What Colour is Best for a Trout Fly?

Which colours are best?

Some time ago I recall a conversation in our shop about colour of flies and which colours are best for trout. James (Sinnamon) has a science degree, all I have is experience – and I read a lot. I told him about a book in my collection by New Zealander, Tony Orman – ‘Trout with Nymph’. It features a chapter which, to me, is profound – Chapter 8 ‘Supernormal Releasers’

Supernormal Releasers

This chapter talks about animal behaviour and how some features of an animal attracts mates, feeding triggers or danger. Simple animals, it says, do not look at a whole object. There are usually some simple features which they recognise and trigger them. In particular it discusses stickleback fish and how the female fish recognise males by a big red patch. Replace a fish with a piece of wood and a bigger red patch and the females get even more excited than the real thing. This is a ‘supernormal releaser’.

Orman says ‘if we could include a supernormal releaser in the artificial, it would be taken even in preference to a natural’. Orman does not attempt an exact resemblance, but a caricature that may have, shape, size, colour, sink rate or some other overly prominent feature highlighted.

========

**Directions:**
1. Set down the stretch of the article on trout fly colors from "Orman says ‘if" through "prominent feature highlighted.", word for word.
2. Write the next part of the article on trout fly colors, picking up after its final sentence.

Excerpts from a location annotation dataset:
========

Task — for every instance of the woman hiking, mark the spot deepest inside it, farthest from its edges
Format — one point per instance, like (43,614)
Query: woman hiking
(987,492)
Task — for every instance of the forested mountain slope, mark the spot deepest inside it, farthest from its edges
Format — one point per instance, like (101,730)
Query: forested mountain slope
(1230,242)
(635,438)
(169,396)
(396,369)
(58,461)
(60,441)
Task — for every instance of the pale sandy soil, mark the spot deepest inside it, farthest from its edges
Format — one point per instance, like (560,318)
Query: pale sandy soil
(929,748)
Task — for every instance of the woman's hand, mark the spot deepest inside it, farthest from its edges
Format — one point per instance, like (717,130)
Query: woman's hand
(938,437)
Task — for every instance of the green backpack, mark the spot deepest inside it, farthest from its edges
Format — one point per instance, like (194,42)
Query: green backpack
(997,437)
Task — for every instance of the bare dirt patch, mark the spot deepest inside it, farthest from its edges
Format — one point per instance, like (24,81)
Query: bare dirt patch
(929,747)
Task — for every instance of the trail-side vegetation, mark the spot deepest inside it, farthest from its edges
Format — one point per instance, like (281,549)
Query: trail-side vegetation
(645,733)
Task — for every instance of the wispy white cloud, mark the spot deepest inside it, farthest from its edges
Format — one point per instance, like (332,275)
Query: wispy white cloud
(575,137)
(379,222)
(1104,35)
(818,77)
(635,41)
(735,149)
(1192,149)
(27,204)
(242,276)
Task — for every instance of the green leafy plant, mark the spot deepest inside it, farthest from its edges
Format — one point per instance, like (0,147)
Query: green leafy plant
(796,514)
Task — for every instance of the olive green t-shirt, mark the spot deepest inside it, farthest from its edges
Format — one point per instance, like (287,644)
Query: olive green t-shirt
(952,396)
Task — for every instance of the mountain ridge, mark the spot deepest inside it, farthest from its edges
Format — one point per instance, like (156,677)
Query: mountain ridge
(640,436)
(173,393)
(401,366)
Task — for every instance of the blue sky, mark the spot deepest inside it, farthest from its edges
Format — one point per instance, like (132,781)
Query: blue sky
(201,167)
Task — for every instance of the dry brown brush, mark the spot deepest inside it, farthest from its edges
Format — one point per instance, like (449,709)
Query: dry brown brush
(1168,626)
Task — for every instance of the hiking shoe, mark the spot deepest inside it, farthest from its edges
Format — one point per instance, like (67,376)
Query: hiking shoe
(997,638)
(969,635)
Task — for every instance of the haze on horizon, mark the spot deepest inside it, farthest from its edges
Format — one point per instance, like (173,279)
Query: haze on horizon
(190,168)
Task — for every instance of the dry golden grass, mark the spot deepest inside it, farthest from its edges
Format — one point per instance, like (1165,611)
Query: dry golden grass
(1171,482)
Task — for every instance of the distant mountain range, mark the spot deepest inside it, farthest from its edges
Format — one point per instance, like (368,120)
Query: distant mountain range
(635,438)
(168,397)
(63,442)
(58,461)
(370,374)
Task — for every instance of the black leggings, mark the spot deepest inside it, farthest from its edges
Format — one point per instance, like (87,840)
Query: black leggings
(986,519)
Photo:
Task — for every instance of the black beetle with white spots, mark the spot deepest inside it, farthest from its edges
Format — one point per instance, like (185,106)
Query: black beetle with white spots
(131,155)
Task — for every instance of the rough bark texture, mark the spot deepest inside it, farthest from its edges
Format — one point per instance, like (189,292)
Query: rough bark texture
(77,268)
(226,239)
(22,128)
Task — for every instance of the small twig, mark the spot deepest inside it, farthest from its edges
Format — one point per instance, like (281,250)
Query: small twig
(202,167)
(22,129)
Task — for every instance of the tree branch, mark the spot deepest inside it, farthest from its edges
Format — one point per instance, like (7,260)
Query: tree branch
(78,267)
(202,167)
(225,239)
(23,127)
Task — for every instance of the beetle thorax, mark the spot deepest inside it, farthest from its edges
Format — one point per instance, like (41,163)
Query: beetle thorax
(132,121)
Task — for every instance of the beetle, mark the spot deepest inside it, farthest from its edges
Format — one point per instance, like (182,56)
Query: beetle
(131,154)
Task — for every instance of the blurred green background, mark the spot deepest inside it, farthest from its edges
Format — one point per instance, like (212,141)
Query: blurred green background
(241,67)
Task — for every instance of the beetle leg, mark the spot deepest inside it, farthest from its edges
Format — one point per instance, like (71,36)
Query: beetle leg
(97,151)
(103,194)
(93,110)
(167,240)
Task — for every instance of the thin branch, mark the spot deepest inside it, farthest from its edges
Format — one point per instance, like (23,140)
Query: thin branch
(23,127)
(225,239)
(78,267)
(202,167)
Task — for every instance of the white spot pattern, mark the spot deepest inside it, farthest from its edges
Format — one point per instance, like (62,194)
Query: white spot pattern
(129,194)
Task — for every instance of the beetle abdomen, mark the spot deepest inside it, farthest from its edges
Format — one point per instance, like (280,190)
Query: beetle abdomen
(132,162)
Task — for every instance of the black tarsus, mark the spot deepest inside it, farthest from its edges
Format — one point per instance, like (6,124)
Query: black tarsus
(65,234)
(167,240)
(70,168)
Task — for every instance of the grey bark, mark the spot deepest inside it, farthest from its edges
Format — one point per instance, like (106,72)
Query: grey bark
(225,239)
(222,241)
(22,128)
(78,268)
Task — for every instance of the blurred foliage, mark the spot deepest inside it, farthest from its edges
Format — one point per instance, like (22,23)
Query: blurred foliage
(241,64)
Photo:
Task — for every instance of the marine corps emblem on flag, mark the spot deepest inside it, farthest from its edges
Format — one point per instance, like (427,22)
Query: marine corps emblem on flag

========

**Answers to the exercise:**
1.
Orman says ‘if we could include a supernormal releaser in the artificial, it would be taken even in preference to a natural’. Orman does not attempt an exact resemblance, but a caricature that may have, shape, size, colour, sink rate or some other overly prominent feature highlighted.

2.
He experiments on a trout and when he finds a fly that the fish will take every time he sticks religiously to that pattern. He says the development of a super pattern may take several seasons. Trout with Nymph was written in 1974 and you would do well to try and find a copy.

Perhaps RED is a supernormal releaser?

Some of the below is from ‘Gink and Gasoline’ JANUARY 29, 2024 / BY LOUIS CAHILL

“Ever watch a trout refuse your dry fly and wonder what he saw that he didn’t like? A trout’s eye serves the same purpose as ours but it functions in a very different way. The subject of how trout see the world is a complicated one but the basics are well worth your time. Understanding how the fish eye works can help you imagine the watery world they see, and it may give you some insight that will help you catch them. The following are some simple principals to keep in mind.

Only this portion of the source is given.